TASK TO CARRY OUT | Please copy the records below, swapping every "rocky shoreline" for "rocky coastline" and leaving everything else unchanged.

(Source data)
----

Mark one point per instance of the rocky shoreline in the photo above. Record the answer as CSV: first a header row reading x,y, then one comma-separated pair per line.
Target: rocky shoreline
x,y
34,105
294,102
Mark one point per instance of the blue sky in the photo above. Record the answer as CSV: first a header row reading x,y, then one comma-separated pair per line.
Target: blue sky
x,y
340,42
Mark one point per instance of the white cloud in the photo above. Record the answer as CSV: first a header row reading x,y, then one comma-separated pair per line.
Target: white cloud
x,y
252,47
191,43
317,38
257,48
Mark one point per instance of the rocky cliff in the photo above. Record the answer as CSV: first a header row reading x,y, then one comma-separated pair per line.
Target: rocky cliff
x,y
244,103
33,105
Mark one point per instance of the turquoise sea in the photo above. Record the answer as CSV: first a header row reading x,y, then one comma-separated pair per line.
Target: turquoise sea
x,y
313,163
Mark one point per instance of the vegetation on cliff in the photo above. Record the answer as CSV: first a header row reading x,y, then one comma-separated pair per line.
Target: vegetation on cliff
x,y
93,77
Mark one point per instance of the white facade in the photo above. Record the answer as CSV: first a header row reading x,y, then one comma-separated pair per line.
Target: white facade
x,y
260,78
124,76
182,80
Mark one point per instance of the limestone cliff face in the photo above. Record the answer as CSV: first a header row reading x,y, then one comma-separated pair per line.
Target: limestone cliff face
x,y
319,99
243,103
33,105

----

IN RESPONSE |
Mark one point per instance of the rocky coastline in the photo above. Record the answer as CSV: first a header row reading x,y, then one comma-separated pair per line.
Target: rocky coastline
x,y
34,105
294,102
Mark one point per instance of the blue sky in the photo above. Record the answer as CSV: first a header row reading x,y, then one comma-separated pair per line.
Target: blue sky
x,y
340,42
Mark one point per instance of the white cloud in the photo above. Record the answer as CSV: first a header row reading x,y, then one comma-separated pair per line.
Target: white cloud
x,y
252,47
191,43
317,38
257,48
Mark one point per instance of the rocky cliff in the photo above. Record the answer as CSV: first a header row reading x,y, then one comma-separated pair per line.
Target: rocky cliff
x,y
244,103
33,105
Mark one point per instance of the turquoise sea in the photo above. Record the answer as CSV: first a header row reading x,y, then one comma-separated pair per line.
Target: turquoise sea
x,y
313,163
Mark one point per instance of the vegetation on cliff in the photo above. Record the answer as CSV: first a header row reading x,y, then one comma-separated pair per line.
Target: vegetation on cliff
x,y
93,77
Mark one point per instance of the white facade in the photo above. Record the answer as CSV: first a header row reading x,y, then one comma-separated pair per line.
Target: white facade
x,y
260,78
124,76
182,80
Mark one point per instance of the limestone cliff face in the photo above. Record the answer as CSV: first a header row reading x,y, then one comma-separated pair per line.
Target: limestone cliff face
x,y
319,99
243,103
33,105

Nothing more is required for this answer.